What the task asks — Convert the lines from the beginning of the material through the line containing "negative clicks: (539, 123)" into a JSON list of strings, one string per line, with blank lines omitted. Leave the pictures out of the list.

/---

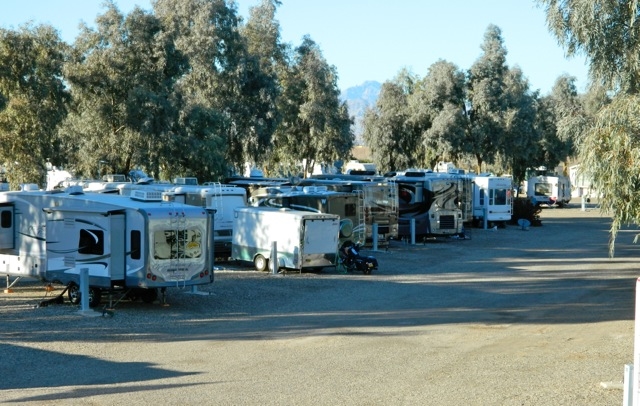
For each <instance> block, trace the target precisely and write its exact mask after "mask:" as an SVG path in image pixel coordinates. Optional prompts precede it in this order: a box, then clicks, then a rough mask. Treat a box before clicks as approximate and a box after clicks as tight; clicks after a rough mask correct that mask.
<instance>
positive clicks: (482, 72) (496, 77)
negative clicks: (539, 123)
mask: <svg viewBox="0 0 640 406" xmlns="http://www.w3.org/2000/svg"><path fill="white" fill-rule="evenodd" d="M480 48H481V49H482V54H481V56H480V57H479V58H478V59H477V60H476V62H474V64H473V65H472V66H471V68H470V69H469V73H468V74H469V77H468V80H467V91H468V102H469V107H470V110H468V120H469V124H468V128H467V132H466V137H465V142H464V144H463V145H464V149H465V152H467V153H469V154H471V155H472V156H474V157H475V160H476V166H477V168H476V170H477V171H478V172H481V171H482V165H483V163H487V164H491V163H493V162H494V161H495V159H496V156H497V153H498V151H500V150H501V149H502V148H503V147H502V145H503V144H504V138H505V113H506V111H507V103H506V100H505V78H506V75H507V73H508V70H509V69H508V66H507V62H506V61H507V50H506V48H505V47H504V40H503V39H502V32H501V30H500V28H498V27H497V26H495V25H493V24H492V25H489V27H488V28H487V30H486V32H485V34H484V42H483V43H482V44H481V46H480Z"/></svg>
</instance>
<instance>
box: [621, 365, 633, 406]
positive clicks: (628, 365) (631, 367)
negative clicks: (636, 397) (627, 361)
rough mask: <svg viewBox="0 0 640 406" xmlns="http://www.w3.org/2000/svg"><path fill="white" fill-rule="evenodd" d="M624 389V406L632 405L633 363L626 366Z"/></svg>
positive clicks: (623, 396)
mask: <svg viewBox="0 0 640 406" xmlns="http://www.w3.org/2000/svg"><path fill="white" fill-rule="evenodd" d="M623 389H624V392H623V394H622V406H631V405H632V404H633V364H625V366H624V383H623Z"/></svg>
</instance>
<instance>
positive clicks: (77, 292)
mask: <svg viewBox="0 0 640 406" xmlns="http://www.w3.org/2000/svg"><path fill="white" fill-rule="evenodd" d="M67 294H68V295H69V301H70V302H71V304H74V305H78V304H80V303H81V302H82V295H81V294H80V286H78V285H77V284H76V283H73V282H71V283H70V284H69V287H68V288H67ZM101 296H102V295H101V292H100V289H99V288H89V307H96V306H98V305H99V304H100V301H101V300H102V297H101Z"/></svg>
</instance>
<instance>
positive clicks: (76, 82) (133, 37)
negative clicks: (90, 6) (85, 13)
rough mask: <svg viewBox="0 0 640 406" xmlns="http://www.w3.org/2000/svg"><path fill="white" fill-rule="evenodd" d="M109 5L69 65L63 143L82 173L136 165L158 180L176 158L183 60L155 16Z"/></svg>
mask: <svg viewBox="0 0 640 406" xmlns="http://www.w3.org/2000/svg"><path fill="white" fill-rule="evenodd" d="M105 7H106V10H105V12H104V14H102V15H100V16H98V18H97V19H96V28H95V29H91V28H89V27H87V26H83V27H82V29H81V32H80V34H79V36H78V38H77V39H76V41H75V43H74V45H73V58H71V60H70V61H69V62H68V63H67V64H66V65H65V69H64V72H65V79H66V81H67V82H68V83H69V85H70V87H71V93H72V95H73V105H72V108H71V111H70V114H69V116H68V118H67V120H66V121H65V123H64V126H63V127H62V129H61V132H60V134H61V138H62V140H63V142H64V143H65V145H66V150H67V153H68V155H69V157H70V159H71V160H72V161H73V162H74V163H75V164H76V165H77V168H76V169H77V171H78V172H79V173H81V174H83V175H84V176H95V174H96V173H98V172H100V171H101V170H102V169H103V168H104V170H108V171H114V172H125V173H126V172H128V171H129V170H130V169H132V168H133V167H134V166H142V167H143V168H144V169H146V170H147V171H150V172H151V174H153V175H154V176H158V174H159V172H160V168H161V166H162V165H164V164H165V163H166V162H168V161H170V160H171V159H174V158H178V159H179V156H175V155H173V154H174V153H175V152H176V150H177V148H176V147H177V146H178V144H179V143H178V142H176V141H175V140H174V139H173V137H174V136H175V134H174V128H175V119H176V106H175V103H174V101H173V99H174V95H172V86H173V84H174V83H175V81H176V79H177V78H178V77H179V73H180V71H181V69H183V68H182V65H184V61H183V60H181V59H180V57H179V55H178V54H176V52H175V49H173V47H172V44H171V41H170V39H168V38H166V37H165V36H163V35H162V27H161V25H160V22H159V21H158V20H157V19H156V18H155V17H154V16H153V15H152V14H150V13H148V12H145V11H143V10H141V9H140V8H136V9H134V10H133V11H132V12H131V13H130V14H129V15H128V16H126V17H125V16H124V15H123V14H122V13H120V11H119V10H118V9H117V7H116V6H115V4H114V3H113V2H107V3H105ZM172 142H173V145H172ZM169 157H171V158H169Z"/></svg>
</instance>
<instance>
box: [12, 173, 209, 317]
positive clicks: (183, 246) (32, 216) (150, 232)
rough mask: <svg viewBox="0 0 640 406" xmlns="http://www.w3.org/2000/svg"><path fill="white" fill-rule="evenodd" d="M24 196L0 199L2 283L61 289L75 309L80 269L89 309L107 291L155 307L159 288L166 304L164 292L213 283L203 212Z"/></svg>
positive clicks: (40, 195)
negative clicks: (112, 292) (13, 280)
mask: <svg viewBox="0 0 640 406" xmlns="http://www.w3.org/2000/svg"><path fill="white" fill-rule="evenodd" d="M34 186H35V185H34ZM23 189H24V190H22V191H8V192H0V264H1V266H2V271H0V272H3V273H5V274H6V275H7V277H9V276H12V277H17V278H20V277H29V278H36V279H40V280H42V281H45V282H50V283H54V284H62V285H66V286H67V291H68V295H69V299H70V300H71V301H72V302H73V303H79V302H80V291H79V286H80V275H81V273H83V272H82V271H83V270H85V269H86V272H87V273H88V279H89V280H88V283H89V294H90V298H89V305H90V306H97V305H98V304H99V303H100V301H101V296H102V294H103V293H105V292H109V293H112V292H123V293H126V294H128V295H129V296H130V297H137V298H141V299H142V300H144V301H146V302H153V301H154V300H155V299H156V298H157V296H158V289H160V290H161V292H162V293H163V295H162V301H164V293H165V291H166V289H167V288H185V287H187V286H197V285H202V284H209V283H211V282H213V252H212V248H211V247H212V245H213V244H212V242H211V240H210V238H211V235H210V233H209V229H210V228H211V223H212V222H213V216H212V213H210V212H208V211H207V210H205V209H202V208H199V207H194V206H188V205H184V204H178V203H168V202H163V201H162V200H161V194H160V193H158V192H154V191H136V193H134V194H132V196H130V197H123V196H119V195H116V194H98V193H84V192H83V191H82V188H80V187H77V186H76V187H71V188H68V189H67V191H65V192H63V191H39V190H32V189H37V187H25V188H23Z"/></svg>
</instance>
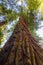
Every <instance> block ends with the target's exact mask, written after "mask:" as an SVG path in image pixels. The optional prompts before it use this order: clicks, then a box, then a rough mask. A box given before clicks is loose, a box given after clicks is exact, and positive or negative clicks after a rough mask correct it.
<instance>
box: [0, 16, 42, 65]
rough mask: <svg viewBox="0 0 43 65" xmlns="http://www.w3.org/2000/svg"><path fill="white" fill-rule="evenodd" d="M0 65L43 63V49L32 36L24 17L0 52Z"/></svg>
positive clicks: (13, 64)
mask: <svg viewBox="0 0 43 65" xmlns="http://www.w3.org/2000/svg"><path fill="white" fill-rule="evenodd" d="M2 62H3V63H2ZM0 65H43V49H42V48H41V47H40V46H39V45H38V42H37V41H36V40H35V39H34V38H33V37H32V35H31V33H30V32H29V30H28V27H27V25H26V23H25V21H24V19H23V18H22V17H21V18H20V19H19V21H18V24H17V26H16V28H15V30H14V31H13V34H12V36H11V37H10V39H9V40H8V42H7V43H6V44H5V46H4V47H3V48H2V51H1V52H0Z"/></svg>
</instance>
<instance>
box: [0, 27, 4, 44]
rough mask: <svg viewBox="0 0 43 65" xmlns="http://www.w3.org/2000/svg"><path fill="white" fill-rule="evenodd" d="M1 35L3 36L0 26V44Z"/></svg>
mask: <svg viewBox="0 0 43 65" xmlns="http://www.w3.org/2000/svg"><path fill="white" fill-rule="evenodd" d="M2 37H3V34H2V28H0V44H1V42H2Z"/></svg>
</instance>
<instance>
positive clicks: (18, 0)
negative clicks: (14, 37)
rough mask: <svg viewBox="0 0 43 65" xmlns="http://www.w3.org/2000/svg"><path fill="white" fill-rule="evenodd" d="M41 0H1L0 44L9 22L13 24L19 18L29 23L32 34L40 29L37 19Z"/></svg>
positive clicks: (0, 8) (37, 19) (0, 1)
mask: <svg viewBox="0 0 43 65" xmlns="http://www.w3.org/2000/svg"><path fill="white" fill-rule="evenodd" d="M41 2H42V1H41V0H0V17H2V19H1V20H0V43H1V38H2V37H3V35H2V29H3V28H5V27H6V25H7V23H8V22H11V21H12V22H13V21H14V20H16V18H17V17H19V16H22V17H23V18H24V20H25V21H26V22H27V23H28V27H29V28H30V30H31V32H33V30H34V29H37V28H38V24H40V22H39V20H40V19H39V20H38V19H37V14H38V12H39V6H40V4H41Z"/></svg>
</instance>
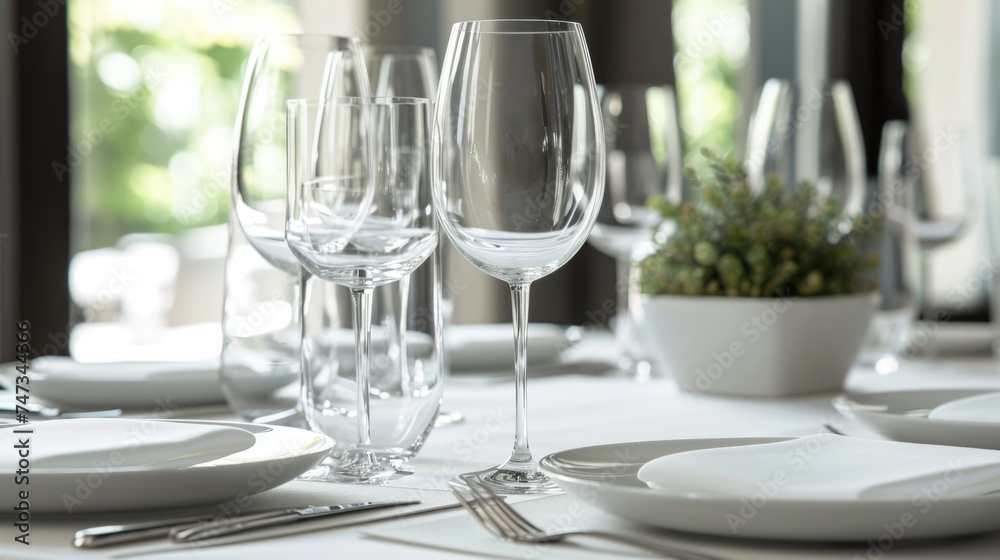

\---

Problem solution —
[
  "For each <instance> block, trace the target precisely and write its exact mask after \"mask:\" as an SVG path in image pixel coordinates. Optional prompts precede it in this order: a box, then clicks, then a rough mask. Treat a box before clicks as approximate and a box after clicks as tight; clicks after a rough mask correct that mask.",
  "<instance>",
  "positive clicks: (482, 72) (496, 77)",
  "negative clicks: (539, 123)"
]